■ Texte cité
Différentes raisons permettent d’expliquer cet engagement élevé. Tout d’abord, nous avons mobilisé des temps courts de pleine conscience (5 à 12 minutes) que nous avons inclus à l’intérieur même de l’entraînement. Nous pensons que ces temps brefs répondent aux contraintes temporelles des sportifs d’aujourd’hui qui semblent courir après le temps (*2) . Qui plus est, les entraîneurs ont joué un rôle essentiel dans cet engagement. Le fait de laisser la possibilité aux coureurs de pratiquer de manière autonome la séance de pleine conscience représente un autre point fort de notre intervention permettant ainsi d’expliquer la forte adhésion de nos athlètes. A travers ce dernier point, nous avons ainsi pu favoriser ce que nous appelons en psychologie, le sentiment d’autonomie.

Effets de notre intervention sur les mesures psychologiques
Sur les mesures psychologiques évaluées, nous avons pu observer qu’un programme bref de pleine conscience engendrait une amélioration de la reconcentration à l’effort lorsque l’intensité de l’entraînement est élevée. Autrement dit, à la suite d’un programme de pleine conscience, les athlètes ont davantage la capacité de rediriger intentionnellement leur attention vers des indices favorisant leur performance. Par exemple, lorsqu’ils observaient que leur attention était partie ailleurs qu’à l’entraînement, certains athlètes utilisaient le souffle comme une ancre pour se reconcentrer dans leur séance.

(*2) Burlot et al. (2018)

■ Données à traiter
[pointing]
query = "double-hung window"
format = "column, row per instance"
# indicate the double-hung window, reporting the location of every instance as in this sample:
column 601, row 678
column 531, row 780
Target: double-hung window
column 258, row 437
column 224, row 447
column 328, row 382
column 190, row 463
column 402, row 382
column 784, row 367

■ Consignes
A. Relevez toutes les raisons que le texte sur la pleine conscience avance pour expliquer l'engagement élevé des athlètes.
B. Disposez en tableau Markdown les lignes du listing allant du début jusqu'à la ligne contenant « column 258, row 437 », celle-ci comprise, sans les lignes vides. Utilisez deux colonnes, N° et Ligne.

■ Corrigés
A.
- Des temps courts de pleine conscience (5 à 12 minutes) ont été inclus à l'intérieur même de l'entraînement.
- Les entraîneurs ont joué un rôle essentiel dans cet engagement.
- Les coureurs avaient la possibilité de pratiquer la séance de pleine conscience de manière autonome.

B.
| N° | Ligne |
|---|---|
| 1 | [pointing] |
| 2 | query = "double-hung window" |
| 3 | format = "column, row per instance" |
| 4 | # indicate the double-hung window, reporting the location of every instance as in this sample: |
| 5 | column 601, row 678 |
| 6 | column 531, row 780 |
| 7 | Target: double-hung window |
| 8 | column 258, row 437 |